--- Aufgabenstellung ---
- a) Prüfe, ob die folgenden Aussagen mit dem Text über Edith Stein übereinstimmen. Antworte jeweils mit Ja oder Nein und zitiere die entscheidenden Worte des Textes wörtlich.
(i) Die beiden Frauen wurden in Auschwitz für das Arbeitslager registriert.
(ii) Die SS-Männer erschienen an einem Sonntag im Kloster in Echt.
(iii) Rosa war die leibliche Schwester der Ordensfrau Benedicta.
- b) Führe den Text über Edith Stein im selben Ton weiter, beginnend nach seinem letzten Satz.

--- Textabschnitt ---
Vor 50 Jahren wurde die jüdische und katholische Philosophin Edith Stein in Auschwitz ermordet  ■ Von Sabine Hatscher

Am 9.August 1942 verliert sich in einem unbedeutenden polnischen Ort, unweit von Krakau, die Spur zweier Frauen. Eine von ihnen, die Ordensschwester Theresia Benedicta a Cruce, ist besser bekannt unter ihrem bürgerlichen Namen: Edith Stein. Und der polnische Ort hat in der Geschichte eine mörderische Spur hinterlassen: Auschwitz. Wenige Tage zuvor, am Sonntag, dem 2.August, waren zwei SS-Männer im Karmelitinnenkloster der niederländischen Stadt Echt erschienen, um die Ordensfrau Benedicta und deren leibliche Schwester Rosa abzuführen. Beide wurden sofort deportiert. Wenige Tage später erreichten die Geschwister die letzte Station: die Rampe von Auschwitz. Beide Frauen wurden nicht für das Arbeitslager registriert, sondern sofort in die Gaskammern geschickt. Theresia Benedicta a Cruce und ihre Schwester Rosa wurden ermordet, weil sie einer jüdischen Familie entstammten.

--- Datenauszug ---
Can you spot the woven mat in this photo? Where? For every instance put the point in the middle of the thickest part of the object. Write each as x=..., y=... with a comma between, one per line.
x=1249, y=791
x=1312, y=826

--- Ergebnisse je Aufgabe ---
- a)
(i) Nein: „Beide Frauen wurden nicht für das Arbeitslager registriert, sondern sofort in die Gaskammern geschickt.“
(ii) Ja: „am Sonntag, dem 2.August, waren zwei SS-Männer im Karmelitinnenkloster der niederländischen Stadt Echt erschienen“
(iii) Ja: „die Ordensfrau Benedicta und deren leibliche Schwester Rosa“

- b)
Am 12.Oktober 1891 wurde Edith Stein in Breslau geboren. Dem hebräischen Kalender zufolge am 10.Tischri 5652, am Jom Kippur, einem der höchsten jüdischen Feiertage. Im Lyceum wurde die beginnende Wahrheitssuche, die sie ihr ganzes Leben hindurch nicht wieder loslassen sollte, nicht befriedigt. Doch während eines Aufenthaltes bei der Schwester Else und dem Schwager Max Gordon in Hamburg lernte sie eine religiös und traditionell ungebundene Lebensweise kennen. Max, ein Mediziner, machte Edith erstmals mit wissenschaftlichem Denken vertraut. Im Herbst 1911 immatrikulierte sich Edith Stein an der Universität Breslau für Germanistik, Geschichte und für ihre eigentliche Neigung: die Philosophie. Bald stieß sie auf das Werk eines großen zeitgenössischen Philosophen: die „logischen Untersuchungen“ Edmund Husserls. Edith Stein entdeckte die Phänomenologie.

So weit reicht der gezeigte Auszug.